### What is asked
Exclude the pictures and return every line exactly as written.

[Data entries]
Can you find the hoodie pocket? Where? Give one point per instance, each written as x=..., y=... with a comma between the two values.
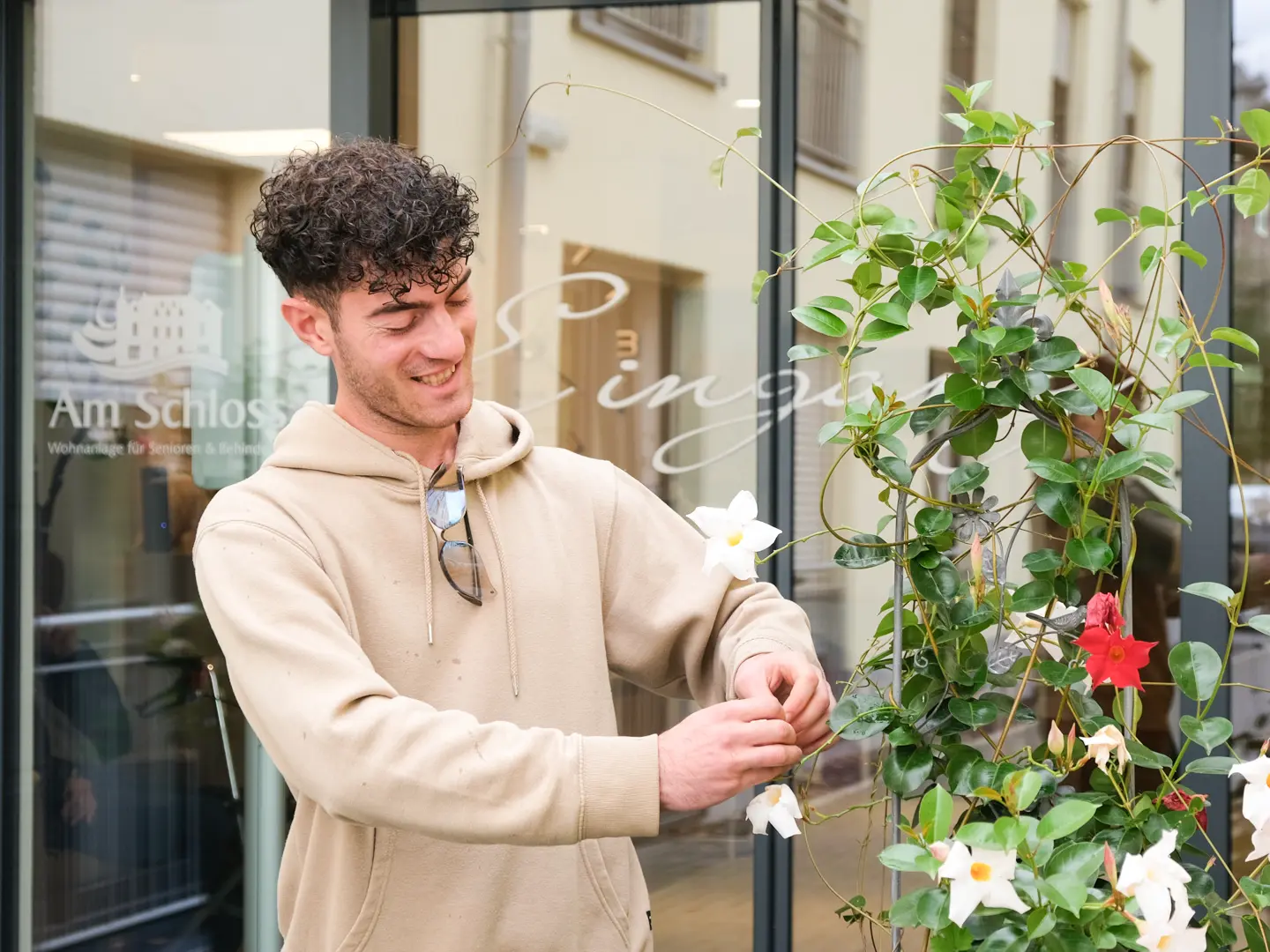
x=601, y=874
x=383, y=843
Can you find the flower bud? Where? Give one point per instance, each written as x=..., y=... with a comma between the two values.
x=1056, y=739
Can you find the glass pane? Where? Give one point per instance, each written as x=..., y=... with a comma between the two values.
x=848, y=84
x=1250, y=400
x=161, y=374
x=616, y=311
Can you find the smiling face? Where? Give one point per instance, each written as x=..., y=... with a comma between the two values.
x=403, y=365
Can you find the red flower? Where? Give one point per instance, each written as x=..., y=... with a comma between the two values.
x=1113, y=658
x=1104, y=612
x=1177, y=800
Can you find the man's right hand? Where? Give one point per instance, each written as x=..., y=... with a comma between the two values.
x=716, y=753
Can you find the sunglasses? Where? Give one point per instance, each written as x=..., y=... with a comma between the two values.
x=459, y=560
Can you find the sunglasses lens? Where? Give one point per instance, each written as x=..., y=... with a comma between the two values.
x=446, y=507
x=465, y=571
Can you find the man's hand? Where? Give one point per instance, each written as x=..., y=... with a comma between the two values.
x=798, y=684
x=716, y=753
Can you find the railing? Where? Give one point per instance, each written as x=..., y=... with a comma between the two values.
x=681, y=29
x=828, y=83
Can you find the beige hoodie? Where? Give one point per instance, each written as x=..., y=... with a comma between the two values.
x=465, y=791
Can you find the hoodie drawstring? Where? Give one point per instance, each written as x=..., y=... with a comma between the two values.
x=512, y=651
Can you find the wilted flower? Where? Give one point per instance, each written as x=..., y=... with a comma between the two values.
x=1019, y=315
x=973, y=516
x=735, y=534
x=1108, y=740
x=778, y=807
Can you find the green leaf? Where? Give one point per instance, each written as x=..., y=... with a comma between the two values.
x=1065, y=819
x=907, y=770
x=832, y=302
x=756, y=287
x=1180, y=401
x=1256, y=123
x=967, y=478
x=978, y=441
x=1033, y=596
x=860, y=716
x=938, y=584
x=897, y=470
x=807, y=352
x=820, y=320
x=1185, y=250
x=1065, y=891
x=866, y=553
x=973, y=714
x=833, y=231
x=927, y=908
x=1238, y=338
x=1059, y=502
x=1212, y=766
x=1154, y=217
x=963, y=392
x=1120, y=465
x=1088, y=553
x=1053, y=470
x=1041, y=923
x=975, y=247
x=1053, y=354
x=1042, y=560
x=1197, y=668
x=1076, y=403
x=1095, y=386
x=1209, y=733
x=882, y=331
x=892, y=312
x=1080, y=861
x=1212, y=591
x=932, y=521
x=937, y=814
x=1041, y=439
x=917, y=282
x=1105, y=215
x=1013, y=340
x=1200, y=358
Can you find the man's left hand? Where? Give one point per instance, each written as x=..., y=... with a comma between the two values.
x=798, y=684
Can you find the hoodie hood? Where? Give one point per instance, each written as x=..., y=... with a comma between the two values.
x=490, y=438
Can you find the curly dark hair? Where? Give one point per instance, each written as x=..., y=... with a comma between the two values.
x=362, y=211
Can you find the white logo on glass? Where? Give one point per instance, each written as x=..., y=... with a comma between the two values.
x=153, y=334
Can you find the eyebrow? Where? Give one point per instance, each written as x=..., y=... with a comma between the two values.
x=397, y=306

### Response to this exercise
Can you find the hoodie pocket? Where? Give one point per instance, each written as x=..., y=... with a comma between the two values.
x=601, y=874
x=383, y=843
Can you find the flower bud? Where? Give one point per instance, each written as x=..., y=... with a comma between the two values.
x=1056, y=739
Can you find the glass pane? Where? Give one point per instance, each written as x=..., y=... with a comma between the two values.
x=848, y=84
x=1250, y=400
x=161, y=374
x=616, y=311
Can you find the smiling face? Where? Give one point per instance, each written as x=..., y=... with a comma between the two values.
x=403, y=365
Can you find the red flower? Where? Give one point per instance, each written as x=..., y=... with a comma between the two values.
x=1113, y=658
x=1104, y=612
x=1177, y=800
Can you find the man's right hand? Where? Give one point per instance, each written as x=..., y=... with a comma between the two values.
x=716, y=753
Can you find the sunglasses? Where? Give one point per instance, each written as x=..., y=... with a comma between the two values.
x=459, y=560
Can you find the sunglasses lens? Where? Give one point per instance, each written as x=..., y=... with a comma between the two values.
x=446, y=507
x=465, y=571
Can you find the man's hand? Where? Give one point per instance, each written as x=..., y=... with a comma between the two values.
x=798, y=684
x=716, y=753
Can you find the railing? Where? Give one point per instance, each written as x=..., y=... with a comma between the two values.
x=681, y=29
x=828, y=83
Can you find the beige hoodie? Where? Give one point per instance, each written as x=..., y=... with a comma between the two values.
x=465, y=791
Can you find the hoodie drawstring? Where? Give one point per instance, each written as x=..., y=... with a comma between the two values.
x=512, y=651
Can you find the wilted flower? Where? Give one point per instance, each written as x=..., y=... with a comma between the two values.
x=1019, y=315
x=973, y=516
x=735, y=534
x=1108, y=740
x=778, y=807
Can you find the green leaf? Where? Give one point per instance, each written as x=..., y=... with a comma between the two values.
x=1065, y=819
x=907, y=770
x=832, y=302
x=756, y=287
x=1180, y=401
x=1256, y=123
x=967, y=478
x=978, y=441
x=1033, y=596
x=860, y=716
x=938, y=584
x=897, y=470
x=807, y=352
x=820, y=320
x=1185, y=250
x=1065, y=891
x=866, y=553
x=973, y=714
x=833, y=231
x=927, y=908
x=1238, y=338
x=1059, y=502
x=1212, y=766
x=1154, y=217
x=963, y=392
x=1120, y=465
x=1088, y=553
x=1053, y=470
x=1041, y=923
x=975, y=247
x=1053, y=354
x=1042, y=560
x=1197, y=668
x=1076, y=403
x=1095, y=386
x=1209, y=733
x=882, y=331
x=892, y=312
x=1080, y=861
x=1212, y=591
x=932, y=521
x=937, y=814
x=1041, y=439
x=917, y=282
x=1105, y=215
x=1013, y=340
x=1200, y=358
Can you find the man's left hand? Where? Give one point per instance, each written as x=..., y=... with a comma between the two values.
x=798, y=684
Can you find the hoodie hood? Where? Give one point per instance, each written as x=..., y=... with a comma between the two values.
x=490, y=438
Can you find the curly dark hair? Where? Give one point per instance, each written as x=..., y=... with a comma between the two values.
x=362, y=211
Can you find the white logo on glass? Where? Give one point per instance, each written as x=..., y=... with a comma between the two values.
x=153, y=334
Can you find the eyebrow? Where? Give one point per instance, each written as x=..., y=... with a comma between the two values.
x=397, y=306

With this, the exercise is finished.